• _Passage provided_
********************

# Penis question



## HiTideGoldens (Dec 29, 2009)

The title of this thread made me laugh. Yes, trim it. Male Goldens tend to need "manscaping" 


Sent from Petguide.com Free App


----------



## Shellbug (Nov 14, 2013)

Lol I do waxing at work but I don't take the manzillions lol 

Oh good!!! I have been meaning to post this for a while. Glad I can trim him up when I get home ?


Sent from Petguide.com Free App


----------



## Belle's Mom (Jan 24, 2007)

"Manscaping" ----- that is hilarious!!


----------



## pb2b (Nov 8, 2013)

I showed this thread to my husband, who promptly replied, "That's your job." Ha.Yeah, I kind of figured.


Sent from Petguide.com Free App


----------



## ShadowGolden (Sep 4, 2012)

Shadow gets "manscaping" on that part of the undercarriage - though we do keep a "privacy drape" on the tummy hair to hide his private area. A groomer cut it all off once without asking and Shadow was flashing everyone until it grew back.


----------



## Loisiana (Jul 29, 2009)

Of the four boys I've had, two had to be kept trimmed and two didn't


----------



## GoldenCamper (Dec 21, 2009)

Oh for goodness sake leave the hair on the boys little red rocket alone. They do a fine job of taking care of their boy parts.


----------



## Barkr (Dec 23, 2011)

Great Thread Title. .......I have a female and I just had to look. LOL


----------



## Shellbug (Nov 14, 2013)

GoldenCamper said:


> Oh for goodness sake leave the hair on the boys little red rocket alone. They do a fine job of taking care of their boy parts.



But he doesn't lol. He gets really dirty and I have to clean it. Ehhh it's not about vanity. It's about him laying on me with dirty penis fur lol!!!

********************

• _Assigned task_
Answer the following questions using the forum thread.
1. What did pb2b's husband reply after being shown the thread?
2. Of the four boys Loisiana has had, how many had to be kept trimmed?
3. What happened after a groomer cut off Shadow's tummy hair without asking?

• _Exercise data_
********************

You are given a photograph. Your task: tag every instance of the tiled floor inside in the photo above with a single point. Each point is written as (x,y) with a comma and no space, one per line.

********************

• _Solution to this task_
1. He replied, "That's your job."
2. Two of them had to be kept trimmed.
3. Shadow was flashing everyone until the hair grew back.